Strategies for the production of difficult-to-express full-length eukaryotic proteins using microbial cell factories: production of human alpha-galactosidase A

  • Autori: Unzueta, Ugutz; Vázquez, Felicitas; Accardi, Giulia; Mendoza, Rosa; Toledo-Rubio, Verónica; Giuliani, Maria; Sannino, Filomena; Parrilli, Ermenegilda; Abasolo, Ibane; Schwartz, Simo; Tutino, Maria L.; Villaverde, Antonio; Corchero, José L.; Ferrer-Miralles, Neus
  • Anno di pubblicazione: 2015
  • Tipologia: Articolo in rivista (Articolo in rivista)

* [Task statement]: Reproduce the publication record verbatim, starting with "Strategies for the" and going on through "(Articolo in rivista)".

* [Listed entries]:
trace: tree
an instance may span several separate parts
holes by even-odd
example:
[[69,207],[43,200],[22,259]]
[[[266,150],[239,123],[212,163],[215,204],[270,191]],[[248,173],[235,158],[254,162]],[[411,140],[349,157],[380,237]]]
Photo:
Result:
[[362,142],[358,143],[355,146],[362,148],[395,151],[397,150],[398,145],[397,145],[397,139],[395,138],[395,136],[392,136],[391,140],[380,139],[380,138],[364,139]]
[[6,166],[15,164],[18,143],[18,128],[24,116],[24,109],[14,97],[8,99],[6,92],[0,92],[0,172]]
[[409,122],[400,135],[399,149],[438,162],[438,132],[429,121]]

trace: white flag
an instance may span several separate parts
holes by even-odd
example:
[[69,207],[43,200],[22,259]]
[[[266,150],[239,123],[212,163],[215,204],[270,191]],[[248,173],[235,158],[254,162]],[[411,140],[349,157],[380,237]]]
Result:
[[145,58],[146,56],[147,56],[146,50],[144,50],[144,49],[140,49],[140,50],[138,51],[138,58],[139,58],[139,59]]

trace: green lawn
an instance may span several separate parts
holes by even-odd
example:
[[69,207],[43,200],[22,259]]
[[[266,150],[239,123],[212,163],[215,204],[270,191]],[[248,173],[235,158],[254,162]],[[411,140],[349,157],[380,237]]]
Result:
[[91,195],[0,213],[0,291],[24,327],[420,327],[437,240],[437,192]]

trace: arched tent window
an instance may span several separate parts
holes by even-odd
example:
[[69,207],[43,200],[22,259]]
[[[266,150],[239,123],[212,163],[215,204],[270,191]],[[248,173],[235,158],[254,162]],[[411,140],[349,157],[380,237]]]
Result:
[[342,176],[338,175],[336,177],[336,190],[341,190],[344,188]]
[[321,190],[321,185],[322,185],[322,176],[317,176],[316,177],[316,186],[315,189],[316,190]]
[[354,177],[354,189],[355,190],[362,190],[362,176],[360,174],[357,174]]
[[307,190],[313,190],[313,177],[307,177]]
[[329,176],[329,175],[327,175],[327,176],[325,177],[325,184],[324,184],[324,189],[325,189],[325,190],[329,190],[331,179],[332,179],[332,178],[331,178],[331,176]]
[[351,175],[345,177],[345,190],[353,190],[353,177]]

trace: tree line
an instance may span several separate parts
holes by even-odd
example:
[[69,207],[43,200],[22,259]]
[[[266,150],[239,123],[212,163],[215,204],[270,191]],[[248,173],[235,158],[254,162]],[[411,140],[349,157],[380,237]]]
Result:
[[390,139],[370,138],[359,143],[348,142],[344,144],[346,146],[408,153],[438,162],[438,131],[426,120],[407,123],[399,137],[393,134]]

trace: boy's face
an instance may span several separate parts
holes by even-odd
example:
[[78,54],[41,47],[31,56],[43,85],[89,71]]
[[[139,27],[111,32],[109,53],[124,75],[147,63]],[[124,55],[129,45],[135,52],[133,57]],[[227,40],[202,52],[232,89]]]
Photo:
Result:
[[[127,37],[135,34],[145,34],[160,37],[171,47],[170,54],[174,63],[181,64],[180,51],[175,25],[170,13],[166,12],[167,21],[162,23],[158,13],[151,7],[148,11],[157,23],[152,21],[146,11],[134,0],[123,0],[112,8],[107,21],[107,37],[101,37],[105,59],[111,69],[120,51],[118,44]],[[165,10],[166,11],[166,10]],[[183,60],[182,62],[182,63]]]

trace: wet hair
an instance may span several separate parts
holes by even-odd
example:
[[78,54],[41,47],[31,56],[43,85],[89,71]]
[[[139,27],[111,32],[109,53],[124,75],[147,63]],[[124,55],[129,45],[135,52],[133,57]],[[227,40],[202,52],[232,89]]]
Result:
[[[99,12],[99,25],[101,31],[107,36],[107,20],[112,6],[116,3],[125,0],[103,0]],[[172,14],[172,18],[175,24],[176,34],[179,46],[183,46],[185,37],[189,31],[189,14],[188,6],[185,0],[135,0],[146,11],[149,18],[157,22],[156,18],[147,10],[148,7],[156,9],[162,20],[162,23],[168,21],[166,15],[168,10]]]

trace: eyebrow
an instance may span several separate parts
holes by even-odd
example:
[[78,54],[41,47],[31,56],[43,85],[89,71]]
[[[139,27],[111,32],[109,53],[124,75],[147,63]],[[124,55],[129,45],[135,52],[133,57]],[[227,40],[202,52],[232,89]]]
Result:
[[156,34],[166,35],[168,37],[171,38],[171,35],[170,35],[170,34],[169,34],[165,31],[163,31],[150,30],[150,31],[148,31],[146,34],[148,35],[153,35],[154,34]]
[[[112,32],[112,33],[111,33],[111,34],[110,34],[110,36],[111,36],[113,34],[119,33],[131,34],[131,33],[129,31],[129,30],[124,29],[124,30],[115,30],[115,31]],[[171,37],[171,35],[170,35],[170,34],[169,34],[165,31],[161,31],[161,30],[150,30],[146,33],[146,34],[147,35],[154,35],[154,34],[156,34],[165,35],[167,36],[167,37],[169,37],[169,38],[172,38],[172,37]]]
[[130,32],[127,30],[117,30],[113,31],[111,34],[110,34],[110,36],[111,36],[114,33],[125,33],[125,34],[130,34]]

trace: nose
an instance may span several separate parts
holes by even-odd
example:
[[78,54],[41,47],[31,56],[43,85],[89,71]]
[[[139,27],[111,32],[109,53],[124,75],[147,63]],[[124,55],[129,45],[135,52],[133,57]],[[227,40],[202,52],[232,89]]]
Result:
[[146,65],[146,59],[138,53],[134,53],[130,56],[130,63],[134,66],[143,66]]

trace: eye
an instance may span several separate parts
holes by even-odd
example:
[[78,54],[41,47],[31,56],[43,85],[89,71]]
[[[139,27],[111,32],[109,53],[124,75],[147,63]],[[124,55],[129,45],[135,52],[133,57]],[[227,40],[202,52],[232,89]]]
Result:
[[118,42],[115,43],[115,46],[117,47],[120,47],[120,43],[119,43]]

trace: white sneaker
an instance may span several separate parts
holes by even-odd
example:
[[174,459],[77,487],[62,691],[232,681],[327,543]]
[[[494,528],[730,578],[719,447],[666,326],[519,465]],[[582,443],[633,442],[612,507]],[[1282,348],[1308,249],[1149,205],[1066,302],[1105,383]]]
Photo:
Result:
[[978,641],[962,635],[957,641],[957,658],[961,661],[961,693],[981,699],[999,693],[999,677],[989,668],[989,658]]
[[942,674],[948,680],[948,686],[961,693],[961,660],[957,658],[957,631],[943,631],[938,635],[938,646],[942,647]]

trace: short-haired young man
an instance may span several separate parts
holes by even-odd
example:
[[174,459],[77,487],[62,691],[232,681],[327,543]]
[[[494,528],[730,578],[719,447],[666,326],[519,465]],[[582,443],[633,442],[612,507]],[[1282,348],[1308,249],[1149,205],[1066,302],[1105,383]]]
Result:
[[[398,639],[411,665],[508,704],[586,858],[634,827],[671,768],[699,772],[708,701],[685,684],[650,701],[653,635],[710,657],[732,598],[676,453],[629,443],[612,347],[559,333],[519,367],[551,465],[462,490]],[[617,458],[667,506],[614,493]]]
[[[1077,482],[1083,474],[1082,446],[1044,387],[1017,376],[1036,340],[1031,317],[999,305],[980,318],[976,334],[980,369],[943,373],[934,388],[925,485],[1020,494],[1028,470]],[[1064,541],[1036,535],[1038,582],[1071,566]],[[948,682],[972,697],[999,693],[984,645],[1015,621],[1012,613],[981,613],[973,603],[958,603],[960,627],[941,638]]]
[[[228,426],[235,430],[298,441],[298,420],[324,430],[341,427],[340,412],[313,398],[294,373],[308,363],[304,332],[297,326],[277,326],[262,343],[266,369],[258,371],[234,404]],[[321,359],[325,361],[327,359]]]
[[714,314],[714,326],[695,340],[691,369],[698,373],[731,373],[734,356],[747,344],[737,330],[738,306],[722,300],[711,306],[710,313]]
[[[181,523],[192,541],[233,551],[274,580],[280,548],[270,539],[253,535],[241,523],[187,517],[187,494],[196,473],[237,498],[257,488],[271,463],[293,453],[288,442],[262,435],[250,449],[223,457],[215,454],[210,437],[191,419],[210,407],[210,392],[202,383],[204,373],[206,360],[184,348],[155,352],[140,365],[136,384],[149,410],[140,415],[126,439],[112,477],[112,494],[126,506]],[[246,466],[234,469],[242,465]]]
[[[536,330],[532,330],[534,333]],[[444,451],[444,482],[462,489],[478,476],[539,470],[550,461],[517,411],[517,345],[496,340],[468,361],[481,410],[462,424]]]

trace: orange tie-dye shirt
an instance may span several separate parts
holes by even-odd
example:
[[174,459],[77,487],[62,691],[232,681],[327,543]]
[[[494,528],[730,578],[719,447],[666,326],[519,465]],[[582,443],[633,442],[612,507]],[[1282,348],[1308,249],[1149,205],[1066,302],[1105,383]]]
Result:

* [Your response]:
Strategies for the production of difficult-to-express full-length eukaryotic proteins using microbial cell factories: production of human alpha-galactosidase A

  • Autori: Unzueta, Ugutz; Vázquez, Felicitas; Accardi, Giulia; Mendoza, Rosa; Toledo-Rubio, Verónica; Giuliani, Maria; Sannino, Filomena; Parrilli, Ermenegilda; Abasolo, Ibane; Schwartz, Simo; Tutino, Maria L.; Villaverde, Antonio; Corchero, José L.; Ferrer-Miralles, Neus
  • Anno di pubblicazione: 2015
  • Tipologia: Articolo in rivista (Articolo in rivista)